* _Task requirements_
Exactly as given, write out the lines from the one containing "Query: woman's face" through the end of the listing, with both ends included and nothing else.

* _Data entries_
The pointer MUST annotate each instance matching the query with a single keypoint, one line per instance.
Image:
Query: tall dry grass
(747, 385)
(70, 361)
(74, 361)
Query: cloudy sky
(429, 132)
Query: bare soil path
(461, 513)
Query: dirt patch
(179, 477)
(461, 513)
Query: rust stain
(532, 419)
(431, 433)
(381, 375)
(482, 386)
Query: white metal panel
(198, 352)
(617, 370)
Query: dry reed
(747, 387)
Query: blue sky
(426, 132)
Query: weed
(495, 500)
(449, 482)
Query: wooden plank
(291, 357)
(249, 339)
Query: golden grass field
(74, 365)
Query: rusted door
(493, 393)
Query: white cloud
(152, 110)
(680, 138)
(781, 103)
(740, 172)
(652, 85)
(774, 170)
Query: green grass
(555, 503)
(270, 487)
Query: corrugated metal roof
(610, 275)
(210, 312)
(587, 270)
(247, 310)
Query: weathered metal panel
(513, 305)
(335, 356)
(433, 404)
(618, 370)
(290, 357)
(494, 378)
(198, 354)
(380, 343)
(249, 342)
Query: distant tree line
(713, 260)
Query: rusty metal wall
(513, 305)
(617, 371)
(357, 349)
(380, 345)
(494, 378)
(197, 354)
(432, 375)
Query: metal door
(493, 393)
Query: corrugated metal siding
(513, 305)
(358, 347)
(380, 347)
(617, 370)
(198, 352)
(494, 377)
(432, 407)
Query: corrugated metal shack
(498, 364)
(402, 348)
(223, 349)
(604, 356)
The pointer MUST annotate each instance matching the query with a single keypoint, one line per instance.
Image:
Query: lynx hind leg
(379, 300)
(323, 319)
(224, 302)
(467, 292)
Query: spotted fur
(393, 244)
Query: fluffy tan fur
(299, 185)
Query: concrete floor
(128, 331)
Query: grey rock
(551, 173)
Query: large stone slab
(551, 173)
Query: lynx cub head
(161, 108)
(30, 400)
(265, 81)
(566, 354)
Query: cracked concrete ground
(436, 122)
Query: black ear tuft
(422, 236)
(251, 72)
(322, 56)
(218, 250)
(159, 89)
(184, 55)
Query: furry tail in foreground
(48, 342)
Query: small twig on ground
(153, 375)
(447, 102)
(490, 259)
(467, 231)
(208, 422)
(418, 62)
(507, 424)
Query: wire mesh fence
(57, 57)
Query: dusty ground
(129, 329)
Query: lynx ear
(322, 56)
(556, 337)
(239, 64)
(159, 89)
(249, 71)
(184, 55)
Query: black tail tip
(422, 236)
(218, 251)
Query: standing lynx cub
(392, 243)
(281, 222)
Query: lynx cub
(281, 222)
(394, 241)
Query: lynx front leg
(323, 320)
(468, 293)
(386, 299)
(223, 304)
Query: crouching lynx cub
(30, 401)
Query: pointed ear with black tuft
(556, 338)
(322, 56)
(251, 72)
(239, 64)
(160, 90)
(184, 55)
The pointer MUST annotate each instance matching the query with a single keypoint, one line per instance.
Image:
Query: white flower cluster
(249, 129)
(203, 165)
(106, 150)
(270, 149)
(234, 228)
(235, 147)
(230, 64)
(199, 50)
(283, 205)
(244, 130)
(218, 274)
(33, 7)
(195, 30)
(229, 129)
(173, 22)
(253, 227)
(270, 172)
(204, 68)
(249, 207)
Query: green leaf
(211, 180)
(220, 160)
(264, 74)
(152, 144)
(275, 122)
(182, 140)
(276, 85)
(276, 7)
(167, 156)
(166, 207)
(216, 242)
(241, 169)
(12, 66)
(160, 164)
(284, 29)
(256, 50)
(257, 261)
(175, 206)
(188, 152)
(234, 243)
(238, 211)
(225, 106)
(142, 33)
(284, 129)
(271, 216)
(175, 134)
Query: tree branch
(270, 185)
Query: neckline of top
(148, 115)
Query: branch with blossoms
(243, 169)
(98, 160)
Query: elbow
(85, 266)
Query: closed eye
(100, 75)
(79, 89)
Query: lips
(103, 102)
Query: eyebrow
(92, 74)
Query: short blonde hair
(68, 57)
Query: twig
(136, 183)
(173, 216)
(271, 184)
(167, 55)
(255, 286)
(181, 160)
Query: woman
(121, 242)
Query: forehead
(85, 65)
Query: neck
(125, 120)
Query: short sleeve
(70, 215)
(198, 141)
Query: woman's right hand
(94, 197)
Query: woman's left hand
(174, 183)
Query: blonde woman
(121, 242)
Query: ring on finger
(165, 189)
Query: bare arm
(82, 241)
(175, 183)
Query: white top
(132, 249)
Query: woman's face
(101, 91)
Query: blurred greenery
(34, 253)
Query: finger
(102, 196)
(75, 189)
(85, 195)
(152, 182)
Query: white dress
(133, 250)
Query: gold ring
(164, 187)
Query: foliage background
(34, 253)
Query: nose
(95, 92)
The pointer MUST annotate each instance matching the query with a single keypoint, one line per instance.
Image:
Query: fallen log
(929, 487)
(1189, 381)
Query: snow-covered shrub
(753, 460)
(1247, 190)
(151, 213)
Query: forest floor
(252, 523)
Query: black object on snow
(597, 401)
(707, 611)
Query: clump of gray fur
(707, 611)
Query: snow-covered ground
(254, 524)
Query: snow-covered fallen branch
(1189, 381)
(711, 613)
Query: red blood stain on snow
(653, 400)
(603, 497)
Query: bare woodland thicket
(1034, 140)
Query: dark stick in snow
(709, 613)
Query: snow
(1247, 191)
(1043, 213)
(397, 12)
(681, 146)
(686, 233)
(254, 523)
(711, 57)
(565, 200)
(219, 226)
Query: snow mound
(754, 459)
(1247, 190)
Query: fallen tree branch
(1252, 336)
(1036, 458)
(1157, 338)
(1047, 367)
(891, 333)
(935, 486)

* _Right answer_
Query: woman's face
(101, 91)
Query: blurred greenery
(34, 253)
Query: finger
(102, 196)
(75, 189)
(85, 195)
(152, 182)
Query: white dress
(133, 250)
Query: gold ring
(164, 187)
Query: foliage background
(34, 253)
Query: nose
(95, 92)
The pointer MUST annotate each instance matching the query with a single keypoint, one line per instance.
Image:
Query: fallen log
(929, 487)
(1189, 381)
Query: snow-covered shrub
(753, 460)
(1247, 190)
(151, 213)
Query: forest floor
(252, 523)
Query: black object on snow
(597, 401)
(707, 611)
Query: clump of gray fur
(707, 611)
Query: snow-covered ground
(254, 524)
Query: snow-covered fallen branch
(1189, 381)
(711, 613)
Query: red blood stain on snow
(653, 400)
(603, 497)
Query: bare woodland thicket
(1034, 140)
Query: dark stick in snow
(709, 613)
Query: snow
(1247, 191)
(1043, 213)
(397, 12)
(681, 146)
(686, 233)
(254, 523)
(711, 57)
(565, 200)
(219, 226)
Query: snow mound
(754, 459)
(1247, 190)
Query: fallen tree branch
(1252, 336)
(1036, 458)
(1157, 338)
(1047, 367)
(891, 333)
(935, 486)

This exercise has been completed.